Referring expression pointing data:

╭──

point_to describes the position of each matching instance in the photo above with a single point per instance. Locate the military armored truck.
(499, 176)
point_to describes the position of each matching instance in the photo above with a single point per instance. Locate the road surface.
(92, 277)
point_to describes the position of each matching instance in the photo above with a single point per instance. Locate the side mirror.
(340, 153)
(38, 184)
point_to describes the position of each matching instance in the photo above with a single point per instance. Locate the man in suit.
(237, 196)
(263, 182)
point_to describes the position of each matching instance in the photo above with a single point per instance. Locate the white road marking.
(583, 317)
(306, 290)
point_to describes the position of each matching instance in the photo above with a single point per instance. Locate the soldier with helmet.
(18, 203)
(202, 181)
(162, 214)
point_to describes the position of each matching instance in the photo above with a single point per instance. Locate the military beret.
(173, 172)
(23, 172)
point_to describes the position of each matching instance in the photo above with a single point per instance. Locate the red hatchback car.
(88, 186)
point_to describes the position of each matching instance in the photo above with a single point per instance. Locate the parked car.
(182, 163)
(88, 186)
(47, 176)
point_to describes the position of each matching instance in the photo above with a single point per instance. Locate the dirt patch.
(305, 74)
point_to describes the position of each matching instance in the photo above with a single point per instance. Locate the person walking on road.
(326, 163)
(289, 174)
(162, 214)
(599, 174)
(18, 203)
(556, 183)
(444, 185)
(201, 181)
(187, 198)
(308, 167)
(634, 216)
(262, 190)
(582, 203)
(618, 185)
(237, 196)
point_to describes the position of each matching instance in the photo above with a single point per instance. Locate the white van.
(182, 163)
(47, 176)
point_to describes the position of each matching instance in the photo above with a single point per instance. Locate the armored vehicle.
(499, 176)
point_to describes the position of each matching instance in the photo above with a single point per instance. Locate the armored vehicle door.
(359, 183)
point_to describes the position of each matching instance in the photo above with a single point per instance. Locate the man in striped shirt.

╰──

#### [Your assignment]
All of the data above should be set down again exactly.

#### [Output for this task]
point_to describes the position of each matching instance in the photo above with a single point per instance. Locate the military armored truck.
(499, 176)
point_to describes the position of each matching instance in the photo above with a single point per instance. Locate the road surface.
(92, 277)
point_to describes the position of each matching instance in the photo above with a single point per instance. Locate the side mirror.
(340, 153)
(38, 184)
point_to describes the position of each matching instance in the photo above with a single point per instance. Locate the man in suit.
(237, 196)
(263, 182)
point_to describes the position of each matching instance in the photo above with a single point per instance. Locate the white road marking.
(583, 317)
(306, 290)
point_to describes the position of each matching instance in the photo above with a single point per instance. Locate the soldier with helmet.
(18, 203)
(202, 181)
(162, 214)
point_to describes the position of each matching instance in the photo above with a single point per instance. Locate the military beret.
(173, 172)
(23, 172)
point_to describes the position of each matching instance in the photo above with a single point per instance. Locate the red hatchback car.
(88, 186)
point_to describes the position of each matching instance in the photo above with a single point per instance. Locate the parked car.
(182, 163)
(88, 186)
(47, 176)
point_to describes the position of each matching instance in the photo above with a single point per instance. Locate the dirt patch.
(305, 74)
point_to describes the position of each matching instance in the photo above with a single point per instance. Locate the person walking on road.
(326, 163)
(289, 174)
(162, 214)
(599, 174)
(18, 203)
(556, 183)
(444, 185)
(201, 181)
(187, 198)
(308, 167)
(634, 216)
(262, 190)
(582, 203)
(618, 185)
(237, 196)
point_to describes the position of each matching instance in the photo above with a single point per instance. Locate the white van.
(182, 163)
(47, 176)
point_to describes the position of each matching instance in the photo above with a single point per instance. Locate the armored vehicle.
(499, 176)
point_to describes the position of each matching instance in the photo above with a single point per instance. Locate the armored vehicle door.
(359, 183)
point_to describes the position of each matching instance in the photo above with a single point per instance. Locate the man in striped shirt.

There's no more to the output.